▶ Written exercise:
Find each line in the entries that contains the word "wall", and copy those lines.

Coordinate annotation entries:
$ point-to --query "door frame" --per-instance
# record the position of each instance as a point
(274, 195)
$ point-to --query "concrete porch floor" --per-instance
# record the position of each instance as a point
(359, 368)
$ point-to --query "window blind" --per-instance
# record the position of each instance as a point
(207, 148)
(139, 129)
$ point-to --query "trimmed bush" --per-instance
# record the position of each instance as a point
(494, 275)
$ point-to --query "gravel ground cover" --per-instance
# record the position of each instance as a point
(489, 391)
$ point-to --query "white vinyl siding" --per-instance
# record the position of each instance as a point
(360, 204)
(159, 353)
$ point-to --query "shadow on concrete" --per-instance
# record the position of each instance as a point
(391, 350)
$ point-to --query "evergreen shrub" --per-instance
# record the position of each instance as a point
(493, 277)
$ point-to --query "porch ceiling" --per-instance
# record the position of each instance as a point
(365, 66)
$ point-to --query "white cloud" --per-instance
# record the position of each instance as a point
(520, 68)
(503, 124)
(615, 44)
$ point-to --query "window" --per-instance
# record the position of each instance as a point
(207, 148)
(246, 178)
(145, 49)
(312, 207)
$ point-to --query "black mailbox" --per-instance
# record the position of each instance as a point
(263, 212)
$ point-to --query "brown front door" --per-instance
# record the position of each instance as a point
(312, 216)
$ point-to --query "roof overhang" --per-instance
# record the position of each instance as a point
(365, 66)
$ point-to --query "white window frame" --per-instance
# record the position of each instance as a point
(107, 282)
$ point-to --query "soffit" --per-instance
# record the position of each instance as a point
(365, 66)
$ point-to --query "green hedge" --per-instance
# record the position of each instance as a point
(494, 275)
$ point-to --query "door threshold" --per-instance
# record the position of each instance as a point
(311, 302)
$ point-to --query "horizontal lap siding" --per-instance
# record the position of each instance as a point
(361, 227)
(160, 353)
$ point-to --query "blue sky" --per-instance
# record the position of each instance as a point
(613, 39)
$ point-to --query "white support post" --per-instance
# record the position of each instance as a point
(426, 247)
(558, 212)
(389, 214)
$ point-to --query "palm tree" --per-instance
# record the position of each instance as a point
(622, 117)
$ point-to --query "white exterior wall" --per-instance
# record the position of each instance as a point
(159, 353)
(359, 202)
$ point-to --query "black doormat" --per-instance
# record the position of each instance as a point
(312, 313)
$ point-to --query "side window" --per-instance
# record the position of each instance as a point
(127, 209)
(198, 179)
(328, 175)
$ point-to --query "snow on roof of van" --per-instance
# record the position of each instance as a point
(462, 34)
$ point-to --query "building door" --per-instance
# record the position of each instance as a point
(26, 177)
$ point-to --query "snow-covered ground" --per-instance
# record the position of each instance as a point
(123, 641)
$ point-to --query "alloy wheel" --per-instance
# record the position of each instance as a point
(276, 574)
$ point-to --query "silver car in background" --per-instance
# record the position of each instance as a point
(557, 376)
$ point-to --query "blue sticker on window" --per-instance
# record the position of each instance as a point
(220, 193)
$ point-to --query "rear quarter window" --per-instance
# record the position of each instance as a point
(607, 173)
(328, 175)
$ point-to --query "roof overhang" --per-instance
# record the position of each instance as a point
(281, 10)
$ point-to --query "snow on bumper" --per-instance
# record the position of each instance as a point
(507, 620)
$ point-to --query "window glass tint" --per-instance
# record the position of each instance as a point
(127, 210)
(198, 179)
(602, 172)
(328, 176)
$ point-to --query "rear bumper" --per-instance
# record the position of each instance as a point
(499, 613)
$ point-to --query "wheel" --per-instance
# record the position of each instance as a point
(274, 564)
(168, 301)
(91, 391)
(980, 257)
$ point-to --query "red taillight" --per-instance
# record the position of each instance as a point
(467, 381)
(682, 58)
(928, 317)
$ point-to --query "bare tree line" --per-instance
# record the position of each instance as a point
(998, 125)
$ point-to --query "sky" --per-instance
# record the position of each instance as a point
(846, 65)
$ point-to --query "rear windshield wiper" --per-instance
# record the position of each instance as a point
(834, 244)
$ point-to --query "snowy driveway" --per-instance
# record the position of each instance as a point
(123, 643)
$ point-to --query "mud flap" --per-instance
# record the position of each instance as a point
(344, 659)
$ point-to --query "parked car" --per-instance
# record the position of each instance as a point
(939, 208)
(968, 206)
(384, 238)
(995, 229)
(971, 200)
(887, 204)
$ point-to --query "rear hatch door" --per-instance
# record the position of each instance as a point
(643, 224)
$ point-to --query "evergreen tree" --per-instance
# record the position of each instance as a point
---
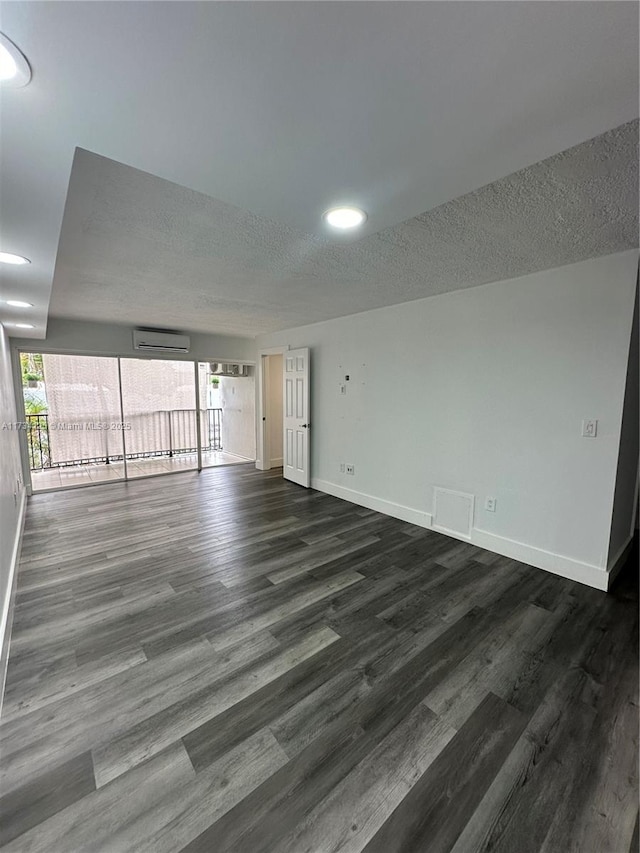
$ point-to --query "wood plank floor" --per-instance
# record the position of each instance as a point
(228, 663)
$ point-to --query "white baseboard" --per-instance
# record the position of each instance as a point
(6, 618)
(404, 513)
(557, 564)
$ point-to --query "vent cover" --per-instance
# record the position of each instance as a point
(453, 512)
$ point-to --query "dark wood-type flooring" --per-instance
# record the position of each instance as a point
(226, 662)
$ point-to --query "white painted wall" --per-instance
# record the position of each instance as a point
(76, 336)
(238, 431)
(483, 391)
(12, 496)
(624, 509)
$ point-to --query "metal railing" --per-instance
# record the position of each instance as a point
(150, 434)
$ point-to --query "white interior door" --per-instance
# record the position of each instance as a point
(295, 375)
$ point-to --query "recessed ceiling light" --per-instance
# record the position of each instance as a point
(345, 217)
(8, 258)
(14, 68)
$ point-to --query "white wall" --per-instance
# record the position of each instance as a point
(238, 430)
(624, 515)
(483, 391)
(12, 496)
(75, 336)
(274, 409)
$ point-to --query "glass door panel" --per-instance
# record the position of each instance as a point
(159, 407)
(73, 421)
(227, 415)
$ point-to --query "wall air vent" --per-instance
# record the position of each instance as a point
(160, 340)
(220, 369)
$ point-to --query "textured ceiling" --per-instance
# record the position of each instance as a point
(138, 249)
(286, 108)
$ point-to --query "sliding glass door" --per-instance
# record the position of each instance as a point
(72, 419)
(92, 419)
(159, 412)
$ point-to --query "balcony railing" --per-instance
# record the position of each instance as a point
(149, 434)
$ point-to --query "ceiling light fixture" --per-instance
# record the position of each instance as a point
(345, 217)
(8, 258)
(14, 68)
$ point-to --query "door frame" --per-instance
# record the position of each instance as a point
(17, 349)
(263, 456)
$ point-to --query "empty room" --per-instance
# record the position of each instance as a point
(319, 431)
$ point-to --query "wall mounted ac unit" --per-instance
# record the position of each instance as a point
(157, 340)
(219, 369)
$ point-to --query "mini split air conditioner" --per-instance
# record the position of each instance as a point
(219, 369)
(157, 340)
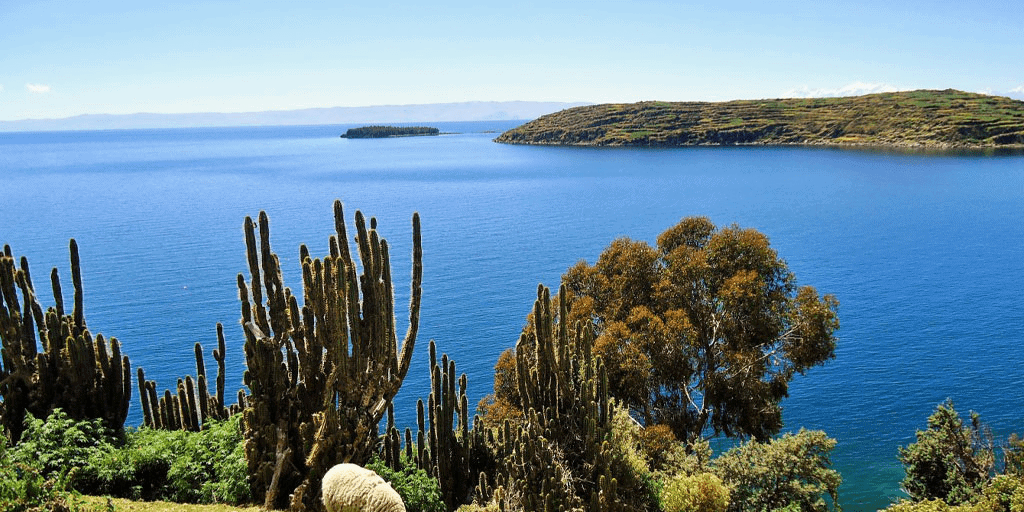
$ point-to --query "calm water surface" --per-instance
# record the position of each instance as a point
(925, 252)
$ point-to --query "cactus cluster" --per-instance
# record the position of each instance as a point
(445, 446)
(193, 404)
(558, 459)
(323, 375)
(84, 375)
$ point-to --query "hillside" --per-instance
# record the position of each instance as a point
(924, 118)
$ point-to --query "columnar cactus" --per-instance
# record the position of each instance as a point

▶ Output for this exercise:
$ point-to --query "white exterior wall" --per-instance
$ point-to --query "white painted wall" --per-instance
$ point-to --query "white wall" --per-instance
$ point-to --query "wall air vent" --per-instance
$ point-to --query "wall mounted ac unit" --per-instance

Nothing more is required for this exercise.